What you should do = Could you write out every entry exactly as it stands?

(Stored dataset items)

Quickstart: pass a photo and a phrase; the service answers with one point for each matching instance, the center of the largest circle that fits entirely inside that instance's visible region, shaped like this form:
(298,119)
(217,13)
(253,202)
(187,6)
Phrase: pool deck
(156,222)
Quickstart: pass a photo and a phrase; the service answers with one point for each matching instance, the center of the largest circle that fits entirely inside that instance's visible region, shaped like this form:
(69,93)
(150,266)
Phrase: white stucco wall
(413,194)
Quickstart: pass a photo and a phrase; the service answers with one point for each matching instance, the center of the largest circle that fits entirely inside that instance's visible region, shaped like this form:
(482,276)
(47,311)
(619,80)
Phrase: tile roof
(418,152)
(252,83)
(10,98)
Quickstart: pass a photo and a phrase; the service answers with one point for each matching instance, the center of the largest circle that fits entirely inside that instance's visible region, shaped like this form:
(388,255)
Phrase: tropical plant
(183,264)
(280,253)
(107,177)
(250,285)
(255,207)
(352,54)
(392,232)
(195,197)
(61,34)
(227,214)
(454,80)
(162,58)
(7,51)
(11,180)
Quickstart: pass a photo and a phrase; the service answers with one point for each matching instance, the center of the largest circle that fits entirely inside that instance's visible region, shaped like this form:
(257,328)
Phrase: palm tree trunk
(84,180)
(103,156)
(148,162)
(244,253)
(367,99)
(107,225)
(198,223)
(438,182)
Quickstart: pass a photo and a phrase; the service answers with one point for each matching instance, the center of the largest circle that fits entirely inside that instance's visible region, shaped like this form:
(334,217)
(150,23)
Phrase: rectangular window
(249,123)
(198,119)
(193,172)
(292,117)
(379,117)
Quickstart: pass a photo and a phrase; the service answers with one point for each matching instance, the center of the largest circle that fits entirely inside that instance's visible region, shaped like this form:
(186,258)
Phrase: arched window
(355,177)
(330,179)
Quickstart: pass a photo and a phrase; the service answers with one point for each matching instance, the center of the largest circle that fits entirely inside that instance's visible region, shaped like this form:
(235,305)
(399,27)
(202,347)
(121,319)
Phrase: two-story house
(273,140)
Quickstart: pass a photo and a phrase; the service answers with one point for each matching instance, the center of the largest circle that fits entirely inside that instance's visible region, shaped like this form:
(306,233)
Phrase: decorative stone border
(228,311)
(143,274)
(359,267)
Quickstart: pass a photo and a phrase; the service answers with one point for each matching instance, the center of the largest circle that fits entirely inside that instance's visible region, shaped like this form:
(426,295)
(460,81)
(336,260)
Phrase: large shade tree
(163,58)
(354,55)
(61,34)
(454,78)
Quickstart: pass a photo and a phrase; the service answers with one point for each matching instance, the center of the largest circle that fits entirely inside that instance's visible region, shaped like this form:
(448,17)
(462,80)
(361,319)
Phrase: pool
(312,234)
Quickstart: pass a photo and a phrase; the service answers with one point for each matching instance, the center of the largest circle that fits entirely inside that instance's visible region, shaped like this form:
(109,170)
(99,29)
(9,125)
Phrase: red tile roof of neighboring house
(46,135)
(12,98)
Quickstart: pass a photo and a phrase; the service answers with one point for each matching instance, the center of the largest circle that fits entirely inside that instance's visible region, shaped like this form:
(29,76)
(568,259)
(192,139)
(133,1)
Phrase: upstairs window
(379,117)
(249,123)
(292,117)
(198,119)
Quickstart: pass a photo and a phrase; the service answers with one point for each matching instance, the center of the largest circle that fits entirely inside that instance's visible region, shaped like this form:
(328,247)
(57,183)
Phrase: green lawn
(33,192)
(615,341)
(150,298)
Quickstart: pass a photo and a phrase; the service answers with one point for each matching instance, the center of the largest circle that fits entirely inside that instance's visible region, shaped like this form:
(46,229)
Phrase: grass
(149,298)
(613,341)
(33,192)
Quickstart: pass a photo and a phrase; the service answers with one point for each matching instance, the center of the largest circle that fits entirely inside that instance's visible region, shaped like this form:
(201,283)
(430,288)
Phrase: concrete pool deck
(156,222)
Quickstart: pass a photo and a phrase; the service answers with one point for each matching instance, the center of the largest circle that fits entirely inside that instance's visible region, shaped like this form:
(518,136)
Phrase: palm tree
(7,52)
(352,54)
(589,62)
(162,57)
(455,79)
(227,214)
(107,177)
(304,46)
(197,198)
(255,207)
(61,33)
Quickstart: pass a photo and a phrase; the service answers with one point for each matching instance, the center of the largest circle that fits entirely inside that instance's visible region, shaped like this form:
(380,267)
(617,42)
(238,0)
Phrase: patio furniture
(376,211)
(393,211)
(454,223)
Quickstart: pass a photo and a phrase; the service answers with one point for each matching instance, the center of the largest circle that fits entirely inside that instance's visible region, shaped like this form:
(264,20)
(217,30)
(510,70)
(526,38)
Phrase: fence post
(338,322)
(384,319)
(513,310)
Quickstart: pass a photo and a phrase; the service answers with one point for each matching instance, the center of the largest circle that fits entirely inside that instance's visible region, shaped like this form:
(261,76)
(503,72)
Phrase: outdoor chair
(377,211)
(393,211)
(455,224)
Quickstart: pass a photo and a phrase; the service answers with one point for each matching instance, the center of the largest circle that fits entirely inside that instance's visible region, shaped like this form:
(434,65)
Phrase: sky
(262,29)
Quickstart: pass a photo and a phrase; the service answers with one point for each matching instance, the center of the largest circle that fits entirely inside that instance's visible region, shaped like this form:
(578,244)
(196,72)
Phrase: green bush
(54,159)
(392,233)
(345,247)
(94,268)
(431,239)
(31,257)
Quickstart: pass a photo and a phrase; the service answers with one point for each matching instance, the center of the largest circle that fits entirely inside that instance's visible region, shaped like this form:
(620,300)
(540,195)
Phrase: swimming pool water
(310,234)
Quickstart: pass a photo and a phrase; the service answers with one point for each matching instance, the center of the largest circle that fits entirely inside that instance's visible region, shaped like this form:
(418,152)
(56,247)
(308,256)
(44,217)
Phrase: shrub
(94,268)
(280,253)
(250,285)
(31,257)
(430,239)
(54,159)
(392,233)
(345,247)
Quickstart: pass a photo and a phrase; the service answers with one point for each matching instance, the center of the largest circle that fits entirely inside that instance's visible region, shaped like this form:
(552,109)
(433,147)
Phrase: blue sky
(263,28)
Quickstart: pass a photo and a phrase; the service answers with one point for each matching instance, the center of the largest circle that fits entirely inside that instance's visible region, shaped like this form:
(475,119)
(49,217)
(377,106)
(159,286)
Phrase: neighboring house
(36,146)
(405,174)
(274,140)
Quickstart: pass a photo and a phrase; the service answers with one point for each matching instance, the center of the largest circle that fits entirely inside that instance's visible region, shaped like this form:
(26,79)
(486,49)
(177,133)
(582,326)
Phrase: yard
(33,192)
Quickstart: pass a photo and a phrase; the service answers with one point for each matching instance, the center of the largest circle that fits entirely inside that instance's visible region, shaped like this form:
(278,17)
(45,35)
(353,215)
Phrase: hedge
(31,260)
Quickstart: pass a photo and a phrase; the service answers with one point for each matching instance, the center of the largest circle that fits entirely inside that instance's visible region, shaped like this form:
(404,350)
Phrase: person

Correct answer =
Quickstart: pass a photo and a phrase; the service answers with one point for each matching instance, the center of the largest circle that fits entirely inside that instance's visible region, shaped like this form:
(298,119)
(217,13)
(253,202)
(187,6)
Phrase: pool deck
(156,222)
Quickstart: pass a photo and a phrase; the service answers with one point for each matching instance, the center of the largest circle that fits entirely inside that instance's visible region, shaped like this form:
(69,93)
(150,266)
Phrase: white stucco wall
(413,194)
Quickstart: pass a photo and a phrase; the service answers with one point for each matching instance, the center of the largest circle that fits entirely inside that instance's visible region, shaped like this form:
(482,276)
(47,311)
(619,80)
Phrase: tile roof
(418,152)
(252,83)
(10,98)
Quickstart: pass a photo and a phrase; the service answers with one point for each matching instance, the center of the largest circle that fits entirely inside that instance's visible region, shaped like this form:
(388,255)
Phrase: tropical plant
(183,264)
(280,253)
(107,177)
(250,285)
(255,207)
(352,54)
(392,232)
(195,197)
(61,34)
(227,214)
(454,80)
(162,58)
(7,51)
(11,180)
Quickstart: pass a photo and a phrase; the service answers with one point for each matching instance, the center of the largest circle that fits entirely inside that instance's visible region, shaped like this form:
(257,328)
Phrase: palm tree trunk
(84,180)
(103,156)
(148,162)
(244,253)
(367,99)
(107,225)
(198,223)
(438,182)
Quickstart: pass a photo and a phrase; the service answers with one point for each matching instance, the center of the largest circle that fits entirely inside that instance's visible region, shaped like this form:
(334,217)
(150,23)
Phrase: rectangular window
(249,123)
(198,119)
(193,172)
(292,117)
(379,117)
Quickstart: pass a photo and a phrase; the service answers with one point for each matching instance, the center of the largest circle that fits entirely inside that instance's visible region, shaped like this form:
(186,258)
Phrase: arched window
(355,177)
(330,179)
Quickstart: pass a photo and a phrase; the service answers with one point for each matching instance, the center of the largest circle that fits entirely inside that instance's visible region, shaped like this form:
(235,305)
(399,27)
(202,347)
(121,319)
Phrase: two-story house
(273,140)
Quickstart: pass a photo and a phrase; the service answers with one point for each matching instance, the center of the largest circle that fits entirely inside that instance's visible region, shaped like this form:
(306,233)
Phrase: decorative stone border
(228,311)
(143,274)
(359,267)
Quickstart: pass a photo and a phrase; the service answers with one point for each matching instance, the center of the largest circle that fits entirely inside that instance's visible region, shaped like this form:
(426,295)
(460,81)
(336,260)
Phrase: large shade tree
(163,58)
(354,55)
(61,34)
(454,78)
Quickstart: pass a photo and a phrase; the service answers with one point for each matching instance, the center of the largest circle that fits entirely inside that instance's visible region, shaped like this form:
(448,17)
(462,80)
(361,319)
Phrase: pool
(312,234)
Quickstart: pass a photo and a phrase; the service answers with one point for each matching instance, the center of the largest circle that fits entirely inside that instance's visible region, shaped like this form:
(109,170)
(99,29)
(9,125)
Phrase: red tile roof of neighboring house
(46,135)
(12,98)
Quickstart: pass a photo and a phrase; the service answers with one point for each matching instance, the center of the largest circle that fits entirely inside that instance's visible region, shaped like this form:
(29,76)
(568,259)
(192,139)
(133,1)
Phrase: upstairs window
(379,117)
(249,123)
(292,117)
(198,119)
Quickstart: pass a photo and a phrase; the service answers with one point for each matching instance, the center of the largest circle that fits entirely inside that instance's visible region, shaped like this form:
(328,247)
(57,183)
Phrase: green lawn
(33,192)
(615,341)
(150,298)
Quickstart: pass a photo and a phrase; the service answers with one point for each matching instance, the center of the largest circle that fits entirely inside that instance's visible region, shaped like this form:
(46,229)
Phrase: grass
(149,298)
(613,341)
(33,192)
Quickstart: pass a photo and a phrase; the service answers with one point for each matching instance, the center of the largest circle that fits entirely inside that instance's visible region, shaped like this form:
(201,283)
(430,288)
Phrase: concrete pool deck
(156,222)
Quickstart: pass a photo and a phrase; the service answers with one point for each matching instance, the center of the largest circle that fits entirely inside that instance's visible region, shaped like this form:
(518,136)
Phrase: palm tree
(7,52)
(352,54)
(589,62)
(162,57)
(455,79)
(227,214)
(107,177)
(304,46)
(197,198)
(255,207)
(61,33)
Quickstart: pass a photo and a phrase; the service answers with one point for each matching instance, the center of the largest circle that fits entirely inside that instance's visible region, shaped like this form:
(380,267)
(617,42)
(238,0)
Phrase: patio furniture
(376,211)
(393,211)
(454,223)
Quickstart: pass a photo and a phrase; the service answers with one point for each matching instance, the center of the largest circle that fits entirely inside that instance's visible region, shaped like this form:
(264,20)
(217,30)
(510,70)
(526,38)
Phrase: fence post
(338,322)
(384,319)
(513,310)
Quickstart: pass a photo and a phrase; the service answers with one point for each matching instance, the center of the largest circle that fits entirely inside that instance's visible region, shaped like this form:
(261,76)
(503,72)
Phrase: outdoor chair
(377,211)
(393,211)
(455,224)
Quickstart: pass a photo and a phrase; the service answers with one point for each matching instance, the center of the largest circle that fits entirely inside that instance's visible region, shaped like this form:
(434,65)
Phrase: sky
(262,29)
Quickstart: pass a photo and a phrase; the service answers with one point for each matching instance, the center of the largest circle that fits entirely inside that instance's visible region, shaped like this form:
(578,244)
(196,72)
Phrase: green bush
(54,159)
(392,233)
(345,247)
(94,268)
(431,239)
(31,257)
Quickstart: pass a photo and a phrase; the service answers with one point for each matching instance, the center of the largest circle that fits entirely inside that instance's visible region, shaped like this form:
(620,300)
(540,195)
Phrase: swimming pool water
(310,234)
Quickstart: pass a photo and a phrase; the service answers with one point for each matching instance, the center of the largest circle that fits entirely inside that instance's visible region, shaped like this form:
(418,152)
(56,247)
(308,256)
(44,217)
Phrase: shrub
(94,268)
(280,253)
(250,285)
(31,257)
(430,239)
(54,159)
(392,233)
(345,247)
Quickstart: pass a photo and a phrase; the service answers with one point for each matching instance, the center of the largest circle that fits entirely inside that instance's visible region, shaped like this form:
(552,109)
(433,147)
Phrase: blue sky
(263,28)
Quickstart: pass a photo and a phrase; the service answers with one point for each matching instance, the center of the largest circle that fits entirely inside that instance's visible region, shaped like this form:
(475,119)
(49,217)
(377,106)
(159,286)
Phrase: neighboring house
(36,146)
(405,174)
(274,140)
Quickstart: pass a photo and a phrase; the service answers with one point for each matching instance, the center of the largest circle that fits entirely inside that instance's visible region, shaped like this form:
(26,79)
(486,49)
(177,133)
(582,326)
Phrase: yard
(33,192)
Quickstart: pass a photo and a phrase; the service answers with one point for each matching instance, the center of the largest circle that fits entirely inside that instance's visible region, shaped like this form:
(278,17)
(45,35)
(353,215)
Phrase: hedge
(31,260)
Quickstart: pass a photo and a phrase; the service answers with one point for each matching instance, the center of the largest circle that fits entirely inside that instance's visible region, shaped like this form:
(404,350)
Phrase: person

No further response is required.